• **ЗАДАНИЕ**: Замените «lip» на «mouth» в записях между строками с «Exercise. Tag every instance of the lip» и «Exercise. Tag every instance of the woman's» включительно. Выведите только эти строки целиком, больше ничего не меняя.

• **ИСХОДНЫЕ ЗАПИСИ**:
■ ■ ■

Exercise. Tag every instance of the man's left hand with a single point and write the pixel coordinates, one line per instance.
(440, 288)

■ ■ ■

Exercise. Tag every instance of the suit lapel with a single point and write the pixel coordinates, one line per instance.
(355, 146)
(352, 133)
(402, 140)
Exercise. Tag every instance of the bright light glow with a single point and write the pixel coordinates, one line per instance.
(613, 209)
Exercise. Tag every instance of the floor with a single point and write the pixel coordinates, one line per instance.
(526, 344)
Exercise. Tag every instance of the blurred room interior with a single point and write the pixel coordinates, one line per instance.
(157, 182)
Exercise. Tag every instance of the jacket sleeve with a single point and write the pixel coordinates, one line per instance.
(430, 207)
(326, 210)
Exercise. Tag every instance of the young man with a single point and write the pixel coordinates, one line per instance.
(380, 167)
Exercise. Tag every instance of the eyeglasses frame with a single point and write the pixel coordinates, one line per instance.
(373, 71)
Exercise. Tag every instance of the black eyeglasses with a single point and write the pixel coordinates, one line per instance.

■ ■ ■

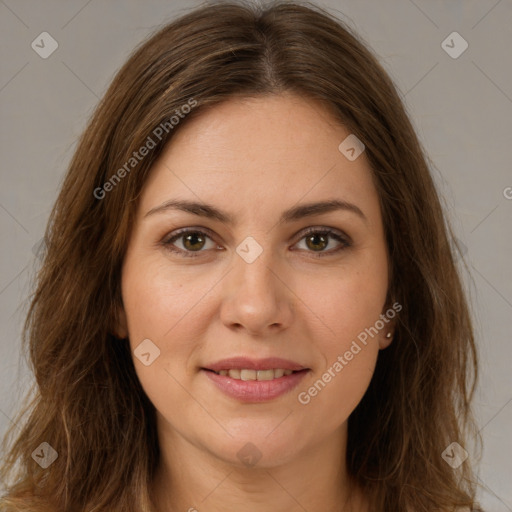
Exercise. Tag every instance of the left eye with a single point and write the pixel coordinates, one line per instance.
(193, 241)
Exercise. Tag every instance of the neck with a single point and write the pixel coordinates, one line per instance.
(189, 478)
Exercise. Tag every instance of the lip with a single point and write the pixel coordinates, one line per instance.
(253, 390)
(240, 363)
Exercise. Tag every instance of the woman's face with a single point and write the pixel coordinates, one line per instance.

■ ■ ■

• **ИТОГОВЫЙ РЕЗУЛЬТАТ**:
Exercise. Tag every instance of the mouth with a single point and write the pixel coordinates, one line per instance.
(253, 390)
(240, 363)
Exercise. Tag every instance of the woman's face with a single point and write the pixel coordinates, one line per instance.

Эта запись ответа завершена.